START Supplied passage
Step (3) Calculating percentile ranks for L1 distances: this method binned all possible L1 distances into 100 equal intervals and assigned each L1 distance to its corresponding bin. For instance, comparisons between two hexamers that resulted in low L1 distances would be assigned with low percentile ranks.
Spliceman takes a set of DNA sequences with point mutations and computes how likely these single nucleotide variants alter splicing phenotypes. For each mutation given in the input form, the tool reports the L1 distance and percentile rank that correspond to the given mutation. This is the rank that the tool uses to predict how likely a mutation is to disrupt pre-mRNA splicing. The higher the percentile rank, the more likely the point mutation is to disrupt splicing.
END Supplied passage
START Data for analysis
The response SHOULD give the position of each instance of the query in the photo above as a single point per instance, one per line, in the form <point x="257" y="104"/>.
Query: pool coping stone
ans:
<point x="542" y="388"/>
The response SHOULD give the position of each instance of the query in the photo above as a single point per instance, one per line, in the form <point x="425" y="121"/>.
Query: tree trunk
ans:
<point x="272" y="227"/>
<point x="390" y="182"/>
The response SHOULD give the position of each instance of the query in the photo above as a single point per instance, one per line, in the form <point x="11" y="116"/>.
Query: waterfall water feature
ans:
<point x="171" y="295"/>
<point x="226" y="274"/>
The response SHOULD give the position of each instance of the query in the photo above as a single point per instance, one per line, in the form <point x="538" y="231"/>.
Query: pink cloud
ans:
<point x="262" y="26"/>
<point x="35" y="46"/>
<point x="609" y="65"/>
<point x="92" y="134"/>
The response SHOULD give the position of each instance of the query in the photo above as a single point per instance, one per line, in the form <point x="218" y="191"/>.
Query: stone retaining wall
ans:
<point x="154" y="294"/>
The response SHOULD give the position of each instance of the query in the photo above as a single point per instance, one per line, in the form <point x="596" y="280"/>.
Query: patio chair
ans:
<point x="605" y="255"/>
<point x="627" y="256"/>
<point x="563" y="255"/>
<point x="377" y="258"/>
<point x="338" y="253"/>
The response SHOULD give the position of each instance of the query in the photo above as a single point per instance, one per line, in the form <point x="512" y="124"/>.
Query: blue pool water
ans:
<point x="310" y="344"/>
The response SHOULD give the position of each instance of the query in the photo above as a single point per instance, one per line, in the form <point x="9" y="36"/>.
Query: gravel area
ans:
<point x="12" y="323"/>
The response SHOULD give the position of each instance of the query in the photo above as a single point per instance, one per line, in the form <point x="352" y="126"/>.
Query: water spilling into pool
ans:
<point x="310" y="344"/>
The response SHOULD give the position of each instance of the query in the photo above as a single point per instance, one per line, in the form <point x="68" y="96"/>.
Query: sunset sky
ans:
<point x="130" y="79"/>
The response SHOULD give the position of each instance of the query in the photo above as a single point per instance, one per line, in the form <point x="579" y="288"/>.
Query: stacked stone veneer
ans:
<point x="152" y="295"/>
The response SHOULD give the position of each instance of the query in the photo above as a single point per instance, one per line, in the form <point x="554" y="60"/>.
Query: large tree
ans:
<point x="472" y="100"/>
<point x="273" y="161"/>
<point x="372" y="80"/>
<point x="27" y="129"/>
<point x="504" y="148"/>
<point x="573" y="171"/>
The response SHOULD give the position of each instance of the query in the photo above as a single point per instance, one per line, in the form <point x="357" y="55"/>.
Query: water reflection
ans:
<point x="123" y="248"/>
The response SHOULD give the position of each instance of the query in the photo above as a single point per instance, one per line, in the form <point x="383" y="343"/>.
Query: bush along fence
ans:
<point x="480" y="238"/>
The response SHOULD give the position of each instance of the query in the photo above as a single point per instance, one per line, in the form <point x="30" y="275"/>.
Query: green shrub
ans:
END Data for analysis
◆ Required actions ◆
1 > In the Spliceman passage, how many equal intervals were all possible L1 distances sorted into?
2 > Continue the passage about the Spliceman tool, picking up after its last sentence.

◆ Answers by item ◆
1 > 100 equal intervals.

2 >
4 RECEIVER OPERATING CHARACTERISTIC CURVE STATISTICS
We previously demonstrated the predictive power of the proposed method by clustering hexamers into distinct groups based on positional distributions (Lim et al., 2011). Experimental verifications suggested that mutations with high L1 distances altered splicing, whereas mutations with low L1 distances generally had no affect on splicing. To further analyze the predictive power of this method, we computed receiver operating characteristic (ROC) curve statistics using a binary classifier (‘0’ corresponds to true positive samples derived from a set of 1987 confirmed splicing mutations found in the Human Gene Mutation Database (HGMD) and ‘1’ corresponds to false positive samples constructed from a set of simulated mutations using equal rates of transversions and transitions). ROC statistics were computed for mutations found in three different regions around annotated human splice sites (upstream 3′ splice site introns, exons and downstream 5′ splice site introns). Since splice site sequences can often be predicted with high accuracy, we removed HGMD mutations that were located in the consensus splice donor and acceptor sites to measure the predictive power of this method on distant splicing enhancers and silencers. The area under curve measurements suggested our proposed method was predictive of distant splicing mutations (Fig. 1).
Funding: The lab is funded by the National Institute of Health (1R01GM095612-01).
Conflict of Interest: none declared.